Records from a point-labeling set:
# # # #

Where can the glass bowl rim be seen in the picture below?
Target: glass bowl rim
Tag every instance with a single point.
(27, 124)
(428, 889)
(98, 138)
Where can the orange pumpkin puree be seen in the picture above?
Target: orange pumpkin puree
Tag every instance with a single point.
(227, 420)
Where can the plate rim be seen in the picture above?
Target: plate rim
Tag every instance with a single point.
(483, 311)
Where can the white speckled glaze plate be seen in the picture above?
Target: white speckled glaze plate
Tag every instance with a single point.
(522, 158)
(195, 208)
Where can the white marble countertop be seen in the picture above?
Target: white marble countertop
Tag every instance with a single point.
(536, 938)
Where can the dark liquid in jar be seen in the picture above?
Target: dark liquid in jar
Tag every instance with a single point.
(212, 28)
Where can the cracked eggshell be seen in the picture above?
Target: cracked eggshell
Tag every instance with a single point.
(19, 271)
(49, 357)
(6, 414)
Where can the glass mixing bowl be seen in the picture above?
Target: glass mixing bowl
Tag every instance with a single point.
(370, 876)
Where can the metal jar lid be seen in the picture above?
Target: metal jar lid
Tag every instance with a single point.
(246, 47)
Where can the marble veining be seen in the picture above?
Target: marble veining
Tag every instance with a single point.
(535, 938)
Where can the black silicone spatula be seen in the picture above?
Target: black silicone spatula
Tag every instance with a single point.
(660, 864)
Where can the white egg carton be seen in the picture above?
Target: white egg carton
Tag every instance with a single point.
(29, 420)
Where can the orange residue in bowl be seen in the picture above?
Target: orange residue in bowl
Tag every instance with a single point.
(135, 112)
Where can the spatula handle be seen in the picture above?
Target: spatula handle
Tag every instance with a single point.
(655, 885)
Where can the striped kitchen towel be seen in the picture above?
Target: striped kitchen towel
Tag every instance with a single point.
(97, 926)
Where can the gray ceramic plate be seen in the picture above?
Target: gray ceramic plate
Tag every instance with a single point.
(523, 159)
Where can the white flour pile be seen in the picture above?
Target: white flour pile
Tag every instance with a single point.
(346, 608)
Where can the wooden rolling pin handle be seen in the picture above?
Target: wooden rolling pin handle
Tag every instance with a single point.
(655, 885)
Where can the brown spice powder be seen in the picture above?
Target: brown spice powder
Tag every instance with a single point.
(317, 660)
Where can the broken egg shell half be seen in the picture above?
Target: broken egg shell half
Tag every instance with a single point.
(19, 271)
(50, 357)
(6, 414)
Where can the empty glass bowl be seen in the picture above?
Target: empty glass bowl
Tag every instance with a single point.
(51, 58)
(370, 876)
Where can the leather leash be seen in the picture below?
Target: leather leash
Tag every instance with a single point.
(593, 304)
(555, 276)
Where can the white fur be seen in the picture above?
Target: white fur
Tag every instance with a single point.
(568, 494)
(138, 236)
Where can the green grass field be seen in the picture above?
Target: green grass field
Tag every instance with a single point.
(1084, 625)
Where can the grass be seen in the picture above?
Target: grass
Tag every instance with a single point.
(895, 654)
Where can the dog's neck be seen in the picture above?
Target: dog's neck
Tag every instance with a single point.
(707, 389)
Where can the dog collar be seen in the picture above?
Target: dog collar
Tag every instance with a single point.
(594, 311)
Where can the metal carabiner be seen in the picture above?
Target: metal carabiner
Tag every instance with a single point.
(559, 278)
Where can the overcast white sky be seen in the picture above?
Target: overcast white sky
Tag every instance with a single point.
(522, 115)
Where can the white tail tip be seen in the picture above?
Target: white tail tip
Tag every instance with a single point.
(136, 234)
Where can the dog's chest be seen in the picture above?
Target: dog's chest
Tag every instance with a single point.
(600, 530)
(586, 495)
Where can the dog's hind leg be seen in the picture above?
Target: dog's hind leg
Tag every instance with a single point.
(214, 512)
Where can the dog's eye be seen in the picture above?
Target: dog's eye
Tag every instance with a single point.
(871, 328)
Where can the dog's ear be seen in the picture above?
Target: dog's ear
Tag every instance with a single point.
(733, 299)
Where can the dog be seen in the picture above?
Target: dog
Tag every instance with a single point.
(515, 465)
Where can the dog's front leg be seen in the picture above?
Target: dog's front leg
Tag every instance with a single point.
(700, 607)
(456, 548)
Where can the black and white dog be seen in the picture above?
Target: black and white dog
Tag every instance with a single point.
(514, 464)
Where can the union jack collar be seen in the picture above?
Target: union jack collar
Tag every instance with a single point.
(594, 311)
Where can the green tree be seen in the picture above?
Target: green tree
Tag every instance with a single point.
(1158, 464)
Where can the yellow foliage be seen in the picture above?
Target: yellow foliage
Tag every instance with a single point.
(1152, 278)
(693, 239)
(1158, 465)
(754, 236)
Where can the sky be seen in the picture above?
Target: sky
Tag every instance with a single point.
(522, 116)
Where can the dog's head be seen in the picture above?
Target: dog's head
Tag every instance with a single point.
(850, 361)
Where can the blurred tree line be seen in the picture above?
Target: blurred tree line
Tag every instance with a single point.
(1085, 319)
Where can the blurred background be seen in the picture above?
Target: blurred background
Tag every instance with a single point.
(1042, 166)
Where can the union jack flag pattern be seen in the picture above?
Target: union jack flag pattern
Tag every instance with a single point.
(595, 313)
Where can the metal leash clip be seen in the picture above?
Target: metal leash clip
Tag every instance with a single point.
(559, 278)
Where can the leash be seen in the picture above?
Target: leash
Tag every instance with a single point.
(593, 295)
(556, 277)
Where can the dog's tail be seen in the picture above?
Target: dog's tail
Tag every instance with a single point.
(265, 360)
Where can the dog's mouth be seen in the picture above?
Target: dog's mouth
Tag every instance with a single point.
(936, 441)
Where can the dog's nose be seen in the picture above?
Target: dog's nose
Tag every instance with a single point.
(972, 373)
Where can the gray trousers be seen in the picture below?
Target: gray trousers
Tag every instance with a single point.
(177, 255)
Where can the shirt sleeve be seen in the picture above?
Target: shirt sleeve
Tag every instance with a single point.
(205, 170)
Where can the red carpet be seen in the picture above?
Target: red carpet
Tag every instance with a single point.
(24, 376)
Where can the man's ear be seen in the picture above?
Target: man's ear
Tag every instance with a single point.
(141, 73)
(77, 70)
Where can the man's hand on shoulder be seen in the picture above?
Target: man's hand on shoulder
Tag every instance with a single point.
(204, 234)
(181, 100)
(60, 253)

# # # #

→ **WHAT IS EXPECTED**: Lay out the data from the line containing "Where can the red" through the end of the data as a Markdown table with the columns Row and Line, one line per row, skipping blank lines.

→ **RESULT FOR THIS TASK**:
| Row | Line |
|---|---|
| 1 | Where can the red carpet be seen in the picture above? |
| 2 | Target: red carpet |
| 3 | Tag every instance with a single point. |
| 4 | (24, 376) |
| 5 | Where can the man's ear be seen in the picture above? |
| 6 | Target: man's ear |
| 7 | Tag every instance with a single point. |
| 8 | (141, 73) |
| 9 | (77, 70) |
| 10 | Where can the man's hand on shoulder be seen in the picture above? |
| 11 | Target: man's hand on shoulder |
| 12 | Tag every instance with a single point. |
| 13 | (204, 234) |
| 14 | (181, 100) |
| 15 | (60, 253) |